Being red is the color of a white sun where it lingers
on an arm. Color of time lost in sparks, of space lost
inside dance. Red of walks by the railroad in the flush
of youth, while our steps released the squeaks
of shoots reaching for the light. Scarlet of sin, crimson
of fresh blood, ruby and garnet of the jewel bed,
early sunshine, vestiges of the late sun as it turns
green and disappears. Be calm. Do not give in
to the rabid red throat of age. In a red world, imprint
the valentine and blush of romance for the dark.
It has come. You will not be this quick-to-redden
forever. You will be green again, again and again.

****************************************

The poet considers various symbolic values of the color red. He begins with his title – Mars, the planet named for the god of war, is red; and warlike rage makes us red – we become crimson with rage, etc. So red isn’t merely the color of hearts and love; it’s the color of hate. The poem will play among the symbolic values of red, and it will urge one sort of redness upon us.

Being red is the color of a white sun where it lingers
on an arm. Color of time lost in sparks, of space lost
inside dance.

Red is our burning, our brightening; it is our flushed and feverish sensual dance, whose intensity makes us lose all sense of time.

Red of walks by the railroad in the flush
of youth, while our steps released the squeaks
of shoots reaching for the light.

**Information provided**
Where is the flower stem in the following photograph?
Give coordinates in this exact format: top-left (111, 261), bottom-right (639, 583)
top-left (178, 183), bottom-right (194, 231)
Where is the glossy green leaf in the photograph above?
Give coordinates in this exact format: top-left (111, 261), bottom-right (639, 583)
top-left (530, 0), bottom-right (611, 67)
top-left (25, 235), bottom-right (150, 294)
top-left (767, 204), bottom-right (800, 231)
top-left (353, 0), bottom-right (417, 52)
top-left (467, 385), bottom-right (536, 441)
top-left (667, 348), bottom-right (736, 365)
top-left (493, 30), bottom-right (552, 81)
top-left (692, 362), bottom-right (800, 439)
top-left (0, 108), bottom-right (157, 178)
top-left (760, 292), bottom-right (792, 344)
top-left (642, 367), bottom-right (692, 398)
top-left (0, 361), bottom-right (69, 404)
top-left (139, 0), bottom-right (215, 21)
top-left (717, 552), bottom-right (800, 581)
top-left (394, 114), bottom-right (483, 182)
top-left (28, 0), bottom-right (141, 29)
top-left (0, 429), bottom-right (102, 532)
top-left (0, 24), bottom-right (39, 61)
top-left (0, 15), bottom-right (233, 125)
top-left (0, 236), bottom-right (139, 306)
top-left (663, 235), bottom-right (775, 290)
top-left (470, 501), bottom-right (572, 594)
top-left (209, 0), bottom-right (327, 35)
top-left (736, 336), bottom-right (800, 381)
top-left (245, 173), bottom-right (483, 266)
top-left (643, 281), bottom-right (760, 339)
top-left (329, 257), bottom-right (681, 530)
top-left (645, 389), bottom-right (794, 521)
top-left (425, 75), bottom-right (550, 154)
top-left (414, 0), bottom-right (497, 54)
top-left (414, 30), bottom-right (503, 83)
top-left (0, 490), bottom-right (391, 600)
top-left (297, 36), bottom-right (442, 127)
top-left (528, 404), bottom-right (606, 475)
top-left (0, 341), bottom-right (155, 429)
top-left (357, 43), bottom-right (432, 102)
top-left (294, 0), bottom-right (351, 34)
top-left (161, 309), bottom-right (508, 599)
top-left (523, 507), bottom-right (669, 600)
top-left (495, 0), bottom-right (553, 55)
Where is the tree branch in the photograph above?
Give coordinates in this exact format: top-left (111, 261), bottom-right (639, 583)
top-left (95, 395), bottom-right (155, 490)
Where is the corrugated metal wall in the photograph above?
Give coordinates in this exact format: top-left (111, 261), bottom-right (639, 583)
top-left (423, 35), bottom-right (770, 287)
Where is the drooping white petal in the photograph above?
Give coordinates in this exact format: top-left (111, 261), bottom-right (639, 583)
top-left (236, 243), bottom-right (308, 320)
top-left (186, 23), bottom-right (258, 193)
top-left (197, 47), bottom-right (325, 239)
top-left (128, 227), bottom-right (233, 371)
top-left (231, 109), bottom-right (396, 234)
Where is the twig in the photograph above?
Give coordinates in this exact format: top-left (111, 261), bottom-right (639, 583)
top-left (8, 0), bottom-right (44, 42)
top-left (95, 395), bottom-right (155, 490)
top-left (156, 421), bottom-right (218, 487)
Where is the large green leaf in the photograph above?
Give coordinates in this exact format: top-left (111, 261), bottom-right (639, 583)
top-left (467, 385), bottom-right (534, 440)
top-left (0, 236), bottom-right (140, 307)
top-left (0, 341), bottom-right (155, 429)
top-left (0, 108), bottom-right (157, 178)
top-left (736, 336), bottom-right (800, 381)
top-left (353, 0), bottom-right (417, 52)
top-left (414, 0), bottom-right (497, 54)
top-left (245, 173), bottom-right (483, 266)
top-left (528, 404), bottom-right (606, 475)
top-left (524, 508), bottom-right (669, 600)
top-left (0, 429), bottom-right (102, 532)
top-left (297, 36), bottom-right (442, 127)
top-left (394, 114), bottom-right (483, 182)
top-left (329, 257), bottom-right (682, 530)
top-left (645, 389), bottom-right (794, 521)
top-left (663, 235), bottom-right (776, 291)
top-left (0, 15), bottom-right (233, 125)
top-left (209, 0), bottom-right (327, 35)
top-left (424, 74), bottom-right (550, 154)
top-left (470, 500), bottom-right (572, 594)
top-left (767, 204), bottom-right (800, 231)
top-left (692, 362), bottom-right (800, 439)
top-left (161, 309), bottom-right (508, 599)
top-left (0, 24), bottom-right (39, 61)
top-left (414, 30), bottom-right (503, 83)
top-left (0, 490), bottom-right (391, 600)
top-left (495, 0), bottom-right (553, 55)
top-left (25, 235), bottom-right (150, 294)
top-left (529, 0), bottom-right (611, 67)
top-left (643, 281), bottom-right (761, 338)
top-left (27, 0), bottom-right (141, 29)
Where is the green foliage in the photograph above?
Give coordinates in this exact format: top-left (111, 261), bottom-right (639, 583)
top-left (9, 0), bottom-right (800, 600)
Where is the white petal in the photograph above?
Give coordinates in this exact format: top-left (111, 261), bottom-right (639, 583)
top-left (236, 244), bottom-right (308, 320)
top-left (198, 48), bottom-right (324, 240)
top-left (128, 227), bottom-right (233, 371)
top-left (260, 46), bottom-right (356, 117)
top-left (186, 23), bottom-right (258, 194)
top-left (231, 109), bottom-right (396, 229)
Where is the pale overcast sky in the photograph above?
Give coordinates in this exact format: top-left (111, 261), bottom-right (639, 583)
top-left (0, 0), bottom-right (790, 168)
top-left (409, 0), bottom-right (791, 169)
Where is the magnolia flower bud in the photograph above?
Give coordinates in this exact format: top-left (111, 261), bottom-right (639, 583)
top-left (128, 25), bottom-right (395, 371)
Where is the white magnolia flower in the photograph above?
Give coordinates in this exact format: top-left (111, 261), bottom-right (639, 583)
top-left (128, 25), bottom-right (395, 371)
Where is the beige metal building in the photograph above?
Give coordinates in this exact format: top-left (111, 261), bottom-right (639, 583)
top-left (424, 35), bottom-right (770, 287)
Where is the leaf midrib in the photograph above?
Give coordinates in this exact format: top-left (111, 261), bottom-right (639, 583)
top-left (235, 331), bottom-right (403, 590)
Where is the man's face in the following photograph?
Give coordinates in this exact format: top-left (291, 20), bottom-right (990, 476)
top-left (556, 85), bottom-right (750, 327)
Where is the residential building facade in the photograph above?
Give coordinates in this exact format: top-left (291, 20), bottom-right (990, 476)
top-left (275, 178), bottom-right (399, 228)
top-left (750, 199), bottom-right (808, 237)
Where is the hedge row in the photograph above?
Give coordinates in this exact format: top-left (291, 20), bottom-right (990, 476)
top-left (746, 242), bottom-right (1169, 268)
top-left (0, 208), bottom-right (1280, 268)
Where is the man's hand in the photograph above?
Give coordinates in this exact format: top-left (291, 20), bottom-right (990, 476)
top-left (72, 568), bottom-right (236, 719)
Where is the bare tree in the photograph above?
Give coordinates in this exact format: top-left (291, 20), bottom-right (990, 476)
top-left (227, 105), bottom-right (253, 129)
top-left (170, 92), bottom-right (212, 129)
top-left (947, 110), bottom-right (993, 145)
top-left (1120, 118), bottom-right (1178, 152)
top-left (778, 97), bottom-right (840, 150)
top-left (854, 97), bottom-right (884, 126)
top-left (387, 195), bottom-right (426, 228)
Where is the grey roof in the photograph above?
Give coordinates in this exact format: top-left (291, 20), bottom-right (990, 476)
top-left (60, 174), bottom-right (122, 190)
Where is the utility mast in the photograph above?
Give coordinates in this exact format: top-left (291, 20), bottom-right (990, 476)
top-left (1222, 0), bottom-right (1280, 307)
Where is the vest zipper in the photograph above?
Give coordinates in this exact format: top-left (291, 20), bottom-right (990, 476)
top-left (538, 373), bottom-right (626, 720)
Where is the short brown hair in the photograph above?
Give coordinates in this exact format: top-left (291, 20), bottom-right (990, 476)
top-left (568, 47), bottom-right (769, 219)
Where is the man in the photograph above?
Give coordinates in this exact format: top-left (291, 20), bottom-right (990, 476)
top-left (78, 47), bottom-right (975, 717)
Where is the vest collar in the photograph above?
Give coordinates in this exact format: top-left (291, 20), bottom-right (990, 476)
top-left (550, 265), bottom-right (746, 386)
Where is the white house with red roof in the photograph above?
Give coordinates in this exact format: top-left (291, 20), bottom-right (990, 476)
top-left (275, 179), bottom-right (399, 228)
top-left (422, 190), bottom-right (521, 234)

**Stated exercise 1**
In the piece on the color red, which names for shades of red appear in the lines from "Scarlet of sin" to "the jewel bed"?
**Stated exercise 2**
According to the piece on the color red, which planet does the poet's title name?
**Stated exercise 3**
Print the part of the piece on the color red from "It has come." to "redness upon us.".
The listing is separate material and has nothing to do with the piece on the color red.

**Task result 1**
Scarlet, crimson, ruby, garnet

**Task result 2**
Mars

**Task result 3**
It has come. You will not be this quick-to-redden
forever. You will be green again, again and again.

****************************************

The poet considers various symbolic values of the color red. He begins with his title – Mars, the planet named for the god of war, is red; and warlike rage makes us red – we become crimson with rage, etc. So red isn’t merely the color of hearts and love; it’s the color of hate. The poem will play among the symbolic values of red, and it will urge one sort of redness upon us.